§ **Task requirements**: Reproduce each of the records below verbatim, keeping every line, character, and space unchanged.

** start of Entries provided **

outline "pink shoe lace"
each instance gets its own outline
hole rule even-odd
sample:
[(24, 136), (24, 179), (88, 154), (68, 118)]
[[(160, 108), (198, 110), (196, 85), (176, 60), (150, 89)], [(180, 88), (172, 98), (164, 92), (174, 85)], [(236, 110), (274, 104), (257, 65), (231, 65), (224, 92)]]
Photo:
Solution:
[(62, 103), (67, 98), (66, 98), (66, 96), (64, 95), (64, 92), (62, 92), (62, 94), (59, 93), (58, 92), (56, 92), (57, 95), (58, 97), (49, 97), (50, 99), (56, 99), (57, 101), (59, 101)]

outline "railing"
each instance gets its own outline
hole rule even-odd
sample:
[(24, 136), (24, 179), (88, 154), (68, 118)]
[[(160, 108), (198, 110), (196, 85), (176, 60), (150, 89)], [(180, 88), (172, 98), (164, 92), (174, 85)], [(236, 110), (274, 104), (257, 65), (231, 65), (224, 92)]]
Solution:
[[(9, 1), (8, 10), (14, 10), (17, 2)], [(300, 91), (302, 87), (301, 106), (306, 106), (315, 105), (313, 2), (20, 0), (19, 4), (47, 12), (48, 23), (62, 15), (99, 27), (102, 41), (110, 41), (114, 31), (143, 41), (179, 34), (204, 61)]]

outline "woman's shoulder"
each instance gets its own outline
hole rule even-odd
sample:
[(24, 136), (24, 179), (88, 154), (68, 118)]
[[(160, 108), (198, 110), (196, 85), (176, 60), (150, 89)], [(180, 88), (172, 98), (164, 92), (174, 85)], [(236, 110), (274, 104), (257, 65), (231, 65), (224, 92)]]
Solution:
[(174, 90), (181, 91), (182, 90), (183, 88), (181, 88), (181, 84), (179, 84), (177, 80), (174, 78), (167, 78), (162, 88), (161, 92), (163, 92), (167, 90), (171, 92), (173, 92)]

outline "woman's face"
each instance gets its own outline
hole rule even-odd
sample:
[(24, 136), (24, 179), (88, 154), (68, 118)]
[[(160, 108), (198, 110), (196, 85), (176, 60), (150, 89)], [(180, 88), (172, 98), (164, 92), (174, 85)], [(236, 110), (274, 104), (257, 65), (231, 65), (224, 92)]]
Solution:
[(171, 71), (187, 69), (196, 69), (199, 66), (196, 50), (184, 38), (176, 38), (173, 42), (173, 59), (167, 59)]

** end of Entries provided **

§ **Response**:
outline "pink shoe lace"
each instance gets its own outline
hole rule even-odd
sample:
[(24, 136), (24, 179), (88, 154), (68, 118)]
[[(160, 108), (198, 110), (196, 85), (176, 60), (150, 89)], [(180, 88), (172, 98), (164, 92), (174, 85)], [(236, 110), (274, 104), (257, 65), (231, 65), (224, 92)]]
Photo:
Solution:
[(62, 103), (67, 98), (66, 98), (66, 96), (64, 95), (64, 92), (62, 92), (62, 94), (59, 93), (58, 92), (56, 92), (57, 95), (58, 97), (49, 97), (50, 99), (56, 99), (57, 101), (59, 101)]

outline "railing"
each instance gets its own outline
hole rule even-odd
sample:
[(24, 136), (24, 179), (88, 154), (68, 118)]
[[(160, 108), (198, 110), (196, 85), (176, 60), (150, 89)], [(180, 88), (172, 98), (164, 92), (174, 85)], [(236, 110), (274, 104), (257, 65), (231, 65), (224, 92)]]
Solution:
[[(9, 1), (8, 10), (14, 10), (17, 2)], [(300, 91), (302, 87), (301, 106), (306, 106), (315, 105), (313, 2), (20, 0), (19, 4), (47, 12), (48, 23), (62, 15), (99, 27), (102, 41), (110, 41), (114, 31), (143, 41), (179, 34), (204, 61)]]

outline "woman's shoulder"
each instance gets its own outline
hole rule even-odd
sample:
[(24, 136), (24, 179), (88, 154), (68, 118)]
[[(160, 108), (198, 110), (196, 85), (176, 60), (150, 89)], [(180, 88), (172, 98), (164, 92), (174, 85)], [(236, 110), (274, 104), (257, 65), (231, 65), (224, 92)]]
Solution:
[(174, 90), (181, 91), (182, 90), (183, 88), (181, 88), (181, 84), (179, 84), (177, 80), (174, 78), (167, 78), (162, 88), (161, 92), (163, 92), (167, 90), (171, 92), (173, 92)]

outline "woman's face"
each instance gets its own outline
hole rule even-odd
sample:
[(24, 136), (24, 179), (88, 154), (68, 118)]
[[(160, 108), (198, 110), (196, 85), (176, 60), (150, 89)], [(180, 88), (172, 98), (164, 92), (174, 85)], [(236, 110), (274, 104), (257, 65), (231, 65), (224, 92)]]
Solution:
[(171, 71), (187, 69), (196, 69), (199, 66), (196, 50), (184, 38), (176, 38), (173, 42), (173, 59), (167, 59)]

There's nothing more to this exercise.